Die internationale Presse hingegen hob in ihren Nekrologen seine Widersprüchlichkeit hervor, bei der New York Times, dem Guardian, Le Monde, El País oder der Gazeta Wyborcza war man sich darin einig, dass Gorbatschow zwar viele gute Absichten, aber keine Konzepte zu ihrer konsequenten Realisierung gehabt habe, somit politisch letztlich gescheitert sei. Präzise wird nachgezeichnet, dass er sich in seinen sechseinhalb Jahren an der Macht gewandelt habe, vom Kommunikator, der auch die Begegnung mit dem Volk sucht, zum zunehmend einsamen Kremlherrn, der sich abgeschottet und gereizt auf jede Kritik reagiert habe. So ließ er dem Menschenrechtler Andrej Sacharow unwirsch das Mikrofon abschalten, als dieser bei einer Anhörung im Obersten Sowjet schwere Übergriffe der Sicherheitsorgane beklagte.

„Mann der Vorsehung“

Zwar war Gorbatschow zweifellos ein charmanter Gesprächspartner, der wohl auf die meisten Menschen, denen er begegnete, sympathisch und überzeugend wirkte. Kein geringerer als Papst Johannes Paul II. sagte über ihn: „Man spürte, dass er aufrichtig war.“ Er nannte ihn gar einen „Mann der Vorsehung“, der dank göttlicher Fügung für den Frieden in der Welt wirke. Ähnlich äußerte sich der tief gläubige US-Präsident Ronald Reagan über ihn, nachdem er nach der anfänglichen Konfrontation eine gemeinsame Sprache mit ihm gefunden hatte: Gorbatschows Wirken sei „Teil eines Planes Gottes“ gewesen. So ist es durchaus erklärlich, dass viele Deutsche ihre Sehnsüchte nach Frieden in der Welt auf ihn projizierten.

Doch im eigenen Lande galt dies alles nicht. Er war das Gegenteil von einem Volkstribun, er war ein schlechter Redner, er sprach hölzern und ohne Esprit. Wenn er nicht vom Blatt ablas, sondern versuchte, frei zu sprechen, wirkte er oft zerfahren, sein Russisch war simpel, sein starker südrussischer Akzent wurde von den Moskowitern bespöttelt.

Dass Gorbatschow der „Vater der deutschen Einheit“ sei, auf diese bei den Deutschen überaus populäre Formel ist keiner der führenden Kommentatoren der internationalen Presse gekommen. Die Protokolle des Moskauer Politbüros, das Archiv des Zentralkomitees sowie die Memoiren von Gorbatschow-Beratern sprechen eine klare Sprache: Es war der militär- und wirtschaftspolitische Druck der USA, der die Sowjetführung zu einem umfassenden Reformprogramm, der Perestroika (Umbau), zwang. Zunächst hatte Reagan mit einem ebenso gigantischen wie utopischen Aufrüstungsprogramm den sowjetischen Generalstab erschreckt, darunter die SDI-Pläne: Im Kosmos stationierte Langstreckenraketen sollten jedes Ziel auf der Erde erreichen können.

====================

AUFGABEN:
#1 Wie viele Jahre war Gorbatschow laut dem Textauszug an der Macht?
#2 Gib die Stelle im Textauszug von „Die internationale Presse“ bis einschließlich „der Sicherheitsorgane beklagte.“ wortgetreu wieder.

====================

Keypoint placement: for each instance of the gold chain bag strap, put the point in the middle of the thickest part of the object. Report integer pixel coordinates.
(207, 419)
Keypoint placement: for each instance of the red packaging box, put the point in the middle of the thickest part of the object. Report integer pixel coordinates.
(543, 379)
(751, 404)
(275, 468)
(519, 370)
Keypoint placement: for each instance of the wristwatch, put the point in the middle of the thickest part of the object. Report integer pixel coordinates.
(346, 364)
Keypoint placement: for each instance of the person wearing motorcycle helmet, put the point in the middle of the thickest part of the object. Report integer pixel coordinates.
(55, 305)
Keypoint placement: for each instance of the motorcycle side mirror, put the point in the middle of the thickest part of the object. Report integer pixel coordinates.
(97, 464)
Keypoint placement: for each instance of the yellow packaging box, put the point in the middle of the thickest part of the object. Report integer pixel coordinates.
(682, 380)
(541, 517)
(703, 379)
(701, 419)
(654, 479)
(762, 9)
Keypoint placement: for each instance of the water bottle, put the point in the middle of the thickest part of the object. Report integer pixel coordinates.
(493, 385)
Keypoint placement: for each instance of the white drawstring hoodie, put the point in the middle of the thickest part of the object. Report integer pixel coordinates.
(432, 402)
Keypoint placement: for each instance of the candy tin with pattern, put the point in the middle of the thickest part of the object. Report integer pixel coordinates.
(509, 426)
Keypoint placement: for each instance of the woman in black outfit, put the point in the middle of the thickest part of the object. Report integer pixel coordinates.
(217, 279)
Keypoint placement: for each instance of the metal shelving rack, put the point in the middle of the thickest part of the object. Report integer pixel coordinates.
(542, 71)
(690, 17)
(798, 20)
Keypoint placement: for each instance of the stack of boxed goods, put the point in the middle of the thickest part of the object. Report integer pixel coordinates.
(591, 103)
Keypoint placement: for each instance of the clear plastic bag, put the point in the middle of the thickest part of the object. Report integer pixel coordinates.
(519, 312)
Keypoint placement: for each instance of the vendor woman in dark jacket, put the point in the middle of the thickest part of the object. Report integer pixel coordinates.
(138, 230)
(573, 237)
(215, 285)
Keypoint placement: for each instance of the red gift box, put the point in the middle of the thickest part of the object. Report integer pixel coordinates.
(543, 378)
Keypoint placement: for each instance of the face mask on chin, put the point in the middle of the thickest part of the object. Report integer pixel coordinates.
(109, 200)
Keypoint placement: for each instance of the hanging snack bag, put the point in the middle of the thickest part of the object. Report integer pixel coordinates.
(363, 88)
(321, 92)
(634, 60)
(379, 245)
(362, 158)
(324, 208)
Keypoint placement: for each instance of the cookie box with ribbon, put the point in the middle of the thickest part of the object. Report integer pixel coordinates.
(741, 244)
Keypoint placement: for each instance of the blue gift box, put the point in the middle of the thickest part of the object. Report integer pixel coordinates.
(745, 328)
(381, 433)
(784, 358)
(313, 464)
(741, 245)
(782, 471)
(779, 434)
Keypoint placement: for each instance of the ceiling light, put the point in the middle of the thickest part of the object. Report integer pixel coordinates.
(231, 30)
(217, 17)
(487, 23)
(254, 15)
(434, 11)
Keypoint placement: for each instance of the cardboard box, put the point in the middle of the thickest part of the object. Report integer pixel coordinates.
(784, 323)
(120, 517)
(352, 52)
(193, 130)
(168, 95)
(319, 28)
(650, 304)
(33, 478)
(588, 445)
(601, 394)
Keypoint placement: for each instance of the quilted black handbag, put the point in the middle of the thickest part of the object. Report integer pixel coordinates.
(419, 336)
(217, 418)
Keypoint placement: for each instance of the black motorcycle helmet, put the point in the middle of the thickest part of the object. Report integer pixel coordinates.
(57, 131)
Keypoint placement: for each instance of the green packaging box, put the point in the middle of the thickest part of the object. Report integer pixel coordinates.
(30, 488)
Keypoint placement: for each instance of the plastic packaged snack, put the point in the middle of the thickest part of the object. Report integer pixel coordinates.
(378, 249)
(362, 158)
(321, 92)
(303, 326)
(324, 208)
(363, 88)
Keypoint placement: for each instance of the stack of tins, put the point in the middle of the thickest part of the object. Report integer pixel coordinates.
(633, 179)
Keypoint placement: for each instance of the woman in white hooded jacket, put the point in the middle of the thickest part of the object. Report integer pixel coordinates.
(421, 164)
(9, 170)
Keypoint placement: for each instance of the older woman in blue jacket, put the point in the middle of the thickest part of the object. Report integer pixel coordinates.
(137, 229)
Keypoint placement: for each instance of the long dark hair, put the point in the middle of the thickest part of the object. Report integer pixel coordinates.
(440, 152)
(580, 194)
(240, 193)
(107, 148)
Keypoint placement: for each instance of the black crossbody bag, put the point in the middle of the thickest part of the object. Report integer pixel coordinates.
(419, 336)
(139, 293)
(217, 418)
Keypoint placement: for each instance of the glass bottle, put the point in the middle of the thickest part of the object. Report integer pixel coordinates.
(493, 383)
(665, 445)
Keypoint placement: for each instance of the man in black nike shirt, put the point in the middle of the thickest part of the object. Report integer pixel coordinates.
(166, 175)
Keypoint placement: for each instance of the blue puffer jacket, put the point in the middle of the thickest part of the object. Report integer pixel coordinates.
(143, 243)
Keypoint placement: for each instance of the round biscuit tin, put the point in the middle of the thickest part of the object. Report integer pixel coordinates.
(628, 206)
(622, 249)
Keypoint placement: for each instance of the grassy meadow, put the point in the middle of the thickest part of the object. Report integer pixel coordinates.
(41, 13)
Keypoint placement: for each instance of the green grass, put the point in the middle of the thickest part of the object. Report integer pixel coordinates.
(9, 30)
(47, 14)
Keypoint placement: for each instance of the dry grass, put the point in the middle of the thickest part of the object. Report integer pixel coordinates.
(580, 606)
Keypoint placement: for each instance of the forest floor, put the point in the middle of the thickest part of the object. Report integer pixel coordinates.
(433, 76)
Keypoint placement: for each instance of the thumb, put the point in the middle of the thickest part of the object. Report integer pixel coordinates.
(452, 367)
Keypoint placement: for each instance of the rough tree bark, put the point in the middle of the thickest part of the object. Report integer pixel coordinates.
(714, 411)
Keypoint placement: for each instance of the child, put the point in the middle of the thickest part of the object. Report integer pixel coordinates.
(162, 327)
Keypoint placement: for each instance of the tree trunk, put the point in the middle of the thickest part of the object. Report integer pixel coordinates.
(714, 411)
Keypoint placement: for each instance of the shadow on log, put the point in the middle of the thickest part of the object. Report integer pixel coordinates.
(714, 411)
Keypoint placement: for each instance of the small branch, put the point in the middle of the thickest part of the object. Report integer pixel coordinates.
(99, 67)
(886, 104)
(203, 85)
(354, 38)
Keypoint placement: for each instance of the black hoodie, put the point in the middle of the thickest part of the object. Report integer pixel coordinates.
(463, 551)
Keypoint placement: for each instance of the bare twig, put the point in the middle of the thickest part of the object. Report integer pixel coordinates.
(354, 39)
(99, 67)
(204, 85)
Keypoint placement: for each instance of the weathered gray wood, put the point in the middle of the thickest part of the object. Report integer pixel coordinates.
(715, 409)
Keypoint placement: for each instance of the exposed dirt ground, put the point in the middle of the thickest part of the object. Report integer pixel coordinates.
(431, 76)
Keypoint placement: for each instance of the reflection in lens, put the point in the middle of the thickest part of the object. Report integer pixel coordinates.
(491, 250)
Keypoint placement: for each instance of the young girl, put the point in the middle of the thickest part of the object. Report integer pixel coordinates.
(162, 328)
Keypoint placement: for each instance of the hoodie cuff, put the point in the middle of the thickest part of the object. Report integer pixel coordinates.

====================

LÖSUNGEN:
#1 Sechseinhalb Jahre.

#2
Die internationale Presse hingegen hob in ihren Nekrologen seine Widersprüchlichkeit hervor, bei der New York Times, dem Guardian, Le Monde, El País oder der Gazeta Wyborcza war man sich darin einig, dass Gorbatschow zwar viele gute Absichten, aber keine Konzepte zu ihrer konsequenten Realisierung gehabt habe, somit politisch letztlich gescheitert sei. Präzise wird nachgezeichnet, dass er sich in seinen sechseinhalb Jahren an der Macht gewandelt habe, vom Kommunikator, der auch die Begegnung mit dem Volk sucht, zum zunehmend einsamen Kremlherrn, der sich abgeschottet und gereizt auf jede Kritik reagiert habe. So ließ er dem Menschenrechtler Andrej Sacharow unwirsch das Mikrofon abschalten, als dieser bei einer Anhörung im Obersten Sowjet schwere Übergriffe der Sicherheitsorgane beklagte.